Source document:

##########

VAL R:C:V 545770 LPF

CATEGORY: VALUATION

District Director
U.S. Customs Service
1 E. Bay Street - Room 104
Savannah, GA 31401

RE: Internal Advice concerning dutiability of royalty payments for technical assistance and marketing and designing information for electrical machinery; C.S.D. 92-12; Generra Sportswear

Dear Sir:

This is in response to your memorandum dated September 2, 1994 forwarding a request for internal advice, submitted by counsel on behalf of Yokogawa Corporation of America, concerning the dutiability of royalty payments for technical transfer and assistance as well as for marketing and designing information for electrical machinery. We regret the delay in responding.

FACTS:

Four agreements, or programs, between Yokogawa Corporation of America (YCA) and its Japanese parent, Yokogawa Electric Corporation (YJ), concern the payment of royalties from the former to the latter. In general, YCA manufactures, in the U.S., finished, or end, products described in the following licensing agreements. The "end products" are primarily manufactured from the imported parts and components at issue. Although purchase agreements concerning the imported merchandise were not submitted for our review, for purposes of this decision we assume that nothing in those agreements is contrary to the information provided by counsel and, hence, to the findings made herein.

##########

Provided data:
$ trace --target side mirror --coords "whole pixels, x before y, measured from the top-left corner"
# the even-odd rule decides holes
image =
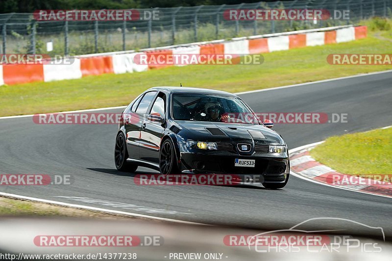
[[[273,127],[273,122],[266,119],[263,121],[263,124],[265,125],[266,127],[267,128],[270,128],[270,129]]]
[[[161,123],[165,122],[165,119],[158,113],[151,113],[147,117],[147,119],[151,121],[155,121]]]

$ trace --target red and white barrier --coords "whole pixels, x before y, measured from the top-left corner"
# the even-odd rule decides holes
[[[306,46],[322,46],[325,44],[325,33],[315,32],[306,34]]]
[[[355,29],[353,27],[338,29],[336,30],[336,42],[343,43],[355,40]]]
[[[249,40],[247,39],[227,42],[223,45],[224,54],[249,54]]]
[[[282,35],[268,38],[268,49],[270,52],[289,49],[290,40],[288,35]]]
[[[44,65],[44,81],[71,80],[82,77],[80,59],[74,58],[71,64],[59,66],[55,64]]]
[[[178,48],[173,48],[172,49],[173,52],[173,54],[200,54],[200,46],[192,46],[187,47],[179,47]],[[185,66],[186,64],[182,64],[180,63],[174,63],[175,66]]]
[[[148,57],[162,54],[167,59],[172,54],[239,54],[244,55],[288,50],[309,46],[343,43],[367,37],[365,26],[339,26],[316,29],[255,35],[214,40],[142,50]],[[92,54],[77,56],[71,65],[0,65],[0,85],[33,81],[50,81],[78,79],[103,73],[140,72],[170,66],[168,64],[143,65],[135,62],[133,51]],[[184,64],[174,64],[176,66]]]

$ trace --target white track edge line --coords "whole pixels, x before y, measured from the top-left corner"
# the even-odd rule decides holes
[[[60,201],[54,201],[53,200],[49,200],[47,199],[42,199],[40,198],[37,198],[34,197],[27,197],[25,196],[22,196],[21,195],[16,195],[15,194],[10,194],[9,193],[5,193],[3,192],[0,192],[0,195],[7,197],[8,198],[14,198],[20,199],[25,199],[27,200],[31,200],[32,201],[36,201],[39,202],[42,202],[45,203],[56,205],[58,206],[62,206],[64,207],[67,207],[73,208],[82,209],[88,210],[92,210],[94,211],[98,211],[100,212],[104,212],[107,213],[110,213],[112,214],[119,214],[125,215],[128,215],[131,216],[136,216],[138,217],[144,217],[146,218],[150,218],[151,219],[156,219],[165,221],[174,222],[176,223],[182,223],[184,224],[188,224],[190,225],[202,225],[203,226],[210,226],[208,224],[203,224],[201,223],[196,223],[194,222],[185,221],[183,220],[178,220],[177,219],[173,219],[172,218],[167,218],[165,217],[160,217],[159,216],[154,216],[152,215],[144,215],[143,214],[138,214],[136,213],[132,213],[130,212],[125,212],[123,211],[119,211],[117,210],[112,210],[106,209],[102,209],[100,208],[96,208],[95,207],[90,207],[88,206],[83,206],[82,205],[77,205],[74,204],[69,204],[65,202],[61,202]]]
[[[355,75],[349,75],[349,76],[345,76],[343,77],[340,77],[338,78],[332,78],[331,79],[326,79],[325,80],[320,80],[319,81],[315,81],[313,82],[304,82],[302,83],[298,83],[296,84],[293,84],[292,85],[286,85],[284,86],[280,86],[280,87],[272,87],[268,89],[262,89],[261,90],[254,90],[253,91],[247,91],[246,92],[242,92],[241,93],[236,93],[234,94],[237,95],[241,95],[243,94],[253,94],[254,93],[260,93],[261,92],[266,92],[267,91],[271,91],[273,90],[279,90],[281,89],[286,89],[288,88],[291,87],[296,87],[298,86],[301,86],[303,85],[308,85],[309,84],[317,84],[317,83],[321,83],[323,82],[327,82],[332,81],[337,81],[339,80],[344,80],[345,79],[350,79],[351,78],[356,78],[357,77],[362,77],[364,76],[368,76],[368,75],[372,75],[374,74],[379,74],[380,73],[385,73],[387,72],[392,72],[392,70],[386,70],[386,71],[374,71],[373,72],[368,72],[367,73],[361,73],[359,74],[356,74]]]
[[[392,70],[387,70],[387,71],[374,71],[373,72],[368,72],[368,73],[362,73],[360,74],[357,74],[355,75],[350,75],[350,76],[346,76],[344,77],[341,77],[339,78],[333,78],[332,79],[326,79],[325,80],[320,80],[319,81],[316,81],[314,82],[304,82],[302,83],[298,83],[297,84],[294,84],[292,85],[286,85],[284,86],[280,86],[280,87],[272,87],[268,89],[262,89],[260,90],[254,90],[253,91],[247,91],[246,92],[242,92],[240,93],[235,93],[234,94],[236,95],[241,95],[243,94],[252,94],[254,93],[260,93],[261,92],[267,92],[268,91],[272,91],[273,90],[279,90],[281,89],[286,89],[288,88],[291,87],[296,87],[298,86],[301,86],[303,85],[308,85],[309,84],[317,84],[317,83],[321,83],[323,82],[327,82],[331,81],[336,81],[339,80],[344,80],[344,79],[350,79],[351,78],[355,78],[357,77],[362,77],[364,76],[368,76],[368,75],[372,75],[374,74],[379,74],[380,73],[385,73],[387,72],[392,72]],[[102,111],[103,110],[115,110],[116,109],[121,109],[122,108],[126,107],[126,106],[116,106],[116,107],[108,107],[106,108],[97,108],[96,109],[88,109],[87,110],[78,110],[76,111],[69,111],[66,112],[51,112],[51,113],[75,113],[75,112],[93,112],[95,111]],[[32,117],[34,116],[34,114],[28,114],[25,115],[16,115],[14,116],[5,116],[3,117],[0,117],[0,119],[13,119],[13,118],[24,118],[24,117]]]

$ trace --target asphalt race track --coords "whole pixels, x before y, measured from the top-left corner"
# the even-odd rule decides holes
[[[241,96],[258,112],[348,114],[345,123],[275,124],[274,129],[282,134],[289,149],[392,122],[392,71]],[[181,220],[262,229],[287,229],[313,217],[338,217],[382,227],[387,238],[392,238],[391,198],[293,176],[288,186],[278,190],[250,186],[137,186],[131,175],[117,171],[114,166],[117,127],[40,125],[31,117],[0,120],[1,173],[70,174],[73,179],[70,186],[3,186],[0,190]],[[80,200],[85,198],[59,196],[104,201],[85,203]],[[104,201],[124,204],[115,207]],[[326,225],[320,223],[311,228]],[[345,225],[344,228],[353,234],[375,236],[355,226]]]

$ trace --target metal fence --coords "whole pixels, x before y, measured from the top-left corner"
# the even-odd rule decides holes
[[[139,49],[202,41],[357,24],[391,15],[392,0],[294,0],[236,5],[156,8],[159,20],[45,21],[32,14],[0,14],[1,53],[70,55]],[[349,20],[229,21],[229,9],[349,10]],[[47,49],[51,42],[53,49]]]

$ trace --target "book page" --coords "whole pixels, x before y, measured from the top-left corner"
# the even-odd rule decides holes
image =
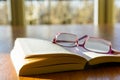
[[[29,55],[45,55],[45,54],[74,54],[66,49],[53,44],[47,40],[32,39],[32,38],[18,38],[17,41],[21,44],[26,56]]]

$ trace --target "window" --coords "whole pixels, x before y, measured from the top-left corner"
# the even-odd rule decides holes
[[[27,24],[93,24],[94,0],[26,0]]]
[[[115,4],[114,4],[114,19],[115,19],[115,23],[120,23],[120,0],[115,0]]]
[[[7,0],[0,0],[0,25],[7,25],[8,23]]]

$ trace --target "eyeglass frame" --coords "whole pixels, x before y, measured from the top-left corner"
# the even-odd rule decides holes
[[[64,46],[64,47],[78,47],[78,46],[80,46],[80,47],[84,48],[84,49],[87,50],[87,51],[95,52],[95,53],[102,53],[102,54],[113,54],[113,53],[115,53],[115,52],[119,52],[119,51],[113,50],[113,49],[112,49],[112,44],[111,44],[111,42],[109,42],[109,41],[107,41],[107,40],[104,40],[104,39],[101,39],[101,38],[97,38],[97,37],[91,37],[91,36],[88,36],[88,35],[84,35],[84,36],[78,38],[77,35],[72,34],[72,33],[58,33],[58,34],[56,34],[55,37],[53,38],[53,41],[52,41],[54,44],[57,44],[57,42],[69,42],[69,41],[57,40],[57,37],[58,37],[59,35],[61,35],[61,34],[74,35],[74,36],[76,36],[76,40],[74,41],[75,46],[64,46],[64,45],[58,44],[58,45],[60,45],[60,46]],[[97,51],[92,51],[92,50],[87,49],[87,48],[85,47],[85,43],[88,41],[89,38],[95,38],[95,39],[99,39],[99,40],[104,41],[106,44],[109,45],[109,50],[108,50],[108,52],[105,52],[105,53],[104,53],[104,52],[97,52]],[[82,39],[85,39],[85,40],[83,41],[83,44],[79,44],[78,42],[79,42],[80,40],[82,40]],[[120,53],[120,52],[119,52],[119,53]]]

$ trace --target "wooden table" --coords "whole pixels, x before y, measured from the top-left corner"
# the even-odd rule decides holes
[[[120,26],[54,25],[28,27],[0,27],[0,80],[120,80],[120,65],[98,66],[79,71],[68,71],[36,76],[17,76],[10,59],[10,50],[17,37],[52,40],[58,32],[70,32],[79,37],[88,34],[109,40],[120,50]]]

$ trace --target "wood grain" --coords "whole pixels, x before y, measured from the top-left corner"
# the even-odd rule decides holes
[[[6,34],[4,33],[6,31]],[[66,25],[0,27],[0,80],[120,80],[120,64],[97,66],[79,71],[68,71],[35,76],[17,76],[10,59],[10,50],[17,37],[32,37],[52,40],[58,32],[75,33],[78,37],[88,34],[112,42],[112,47],[120,50],[120,25]]]

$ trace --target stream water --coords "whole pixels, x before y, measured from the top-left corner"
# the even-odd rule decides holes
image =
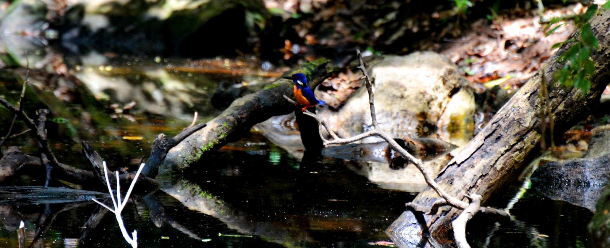
[[[211,105],[209,99],[221,82],[233,83],[242,79],[264,82],[271,73],[281,72],[259,69],[261,64],[256,62],[252,64],[252,71],[219,74],[201,69],[203,67],[190,61],[160,64],[159,60],[151,58],[138,63],[120,58],[104,61],[103,65],[88,62],[91,63],[71,66],[84,83],[81,88],[88,86],[93,96],[108,98],[109,102],[82,93],[75,97],[77,101],[68,103],[44,89],[35,90],[37,100],[34,96],[26,98],[27,106],[33,107],[40,101],[54,112],[55,121],[49,122],[48,129],[52,148],[60,161],[85,168],[80,150],[81,141],[86,140],[112,169],[127,166],[133,169],[149,152],[158,133],[178,133],[188,126],[194,111],[199,111],[199,121],[217,115],[220,110]],[[212,60],[208,65],[217,60],[228,68],[239,63]],[[168,66],[170,63],[190,65],[176,69]],[[246,67],[250,65],[240,63]],[[32,75],[33,81],[43,78]],[[13,102],[18,97],[18,84],[0,80],[0,94]],[[159,94],[165,97],[160,101]],[[138,104],[129,115],[117,114],[110,107],[111,103],[131,100]],[[0,111],[4,116],[11,116],[5,109]],[[2,135],[11,120],[0,119]],[[13,132],[21,132],[20,129]],[[7,142],[20,146],[26,154],[37,152],[29,134]],[[162,225],[151,221],[154,213],[148,202],[128,204],[123,216],[128,230],[137,230],[140,247],[379,247],[382,243],[378,241],[390,241],[384,230],[415,195],[385,189],[350,169],[347,163],[330,158],[301,160],[254,132],[201,160],[178,179],[204,191],[203,198],[230,206],[223,211],[203,209],[204,206],[187,207],[184,204],[186,200],[176,197],[176,192],[171,190],[159,191],[152,197],[165,209],[167,218]],[[8,183],[39,185],[43,182],[23,175]],[[57,181],[51,184],[64,185]],[[476,216],[467,228],[473,247],[587,247],[586,227],[593,214],[590,210],[546,199],[522,182],[506,188],[492,204],[504,208],[507,199],[513,199],[511,221],[500,224]],[[41,216],[52,216],[54,219],[43,241],[35,247],[127,247],[112,214],[106,214],[94,229],[87,230],[83,227],[84,223],[98,208],[96,204],[66,206],[0,206],[0,246],[18,246],[16,228],[21,220],[26,222],[26,243],[29,244]]]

##########

Written problem: Reproduce the customs ruling letter about royalty payments above word for word, from its first line to its last.

Complete answer:
VAL R:C:V 545770 LPF

CATEGORY: VALUATION

District Director
U.S. Customs Service
1 E. Bay Street - Room 104
Savannah, GA 31401

RE: Internal Advice concerning dutiability of royalty payments for technical assistance and marketing and designing information for electrical machinery; C.S.D. 92-12; Generra Sportswear

Dear Sir:

This is in response to your memorandum dated September 2, 1994 forwarding a request for internal advice, submitted by counsel on behalf of Yokogawa Corporation of America, concerning the dutiability of royalty payments for technical transfer and assistance as well as for marketing and designing information for electrical machinery. We regret the delay in responding.

FACTS:

Four agreements, or programs, between Yokogawa Corporation of America (YCA) and its Japanese parent, Yokogawa Electric Corporation (YJ), concern the payment of royalties from the former to the latter. In general, YCA manufactures, in the U.S., finished, or end, products described in the following licensing agreements. The "end products" are primarily manufactured from the imported parts and components at issue. Although purchase agreements concerning the imported merchandise were not submitted for our review, for purposes of this decision we assume that nothing in those agreements is contrary to the information provided by counsel and, hence, to the findings made herein.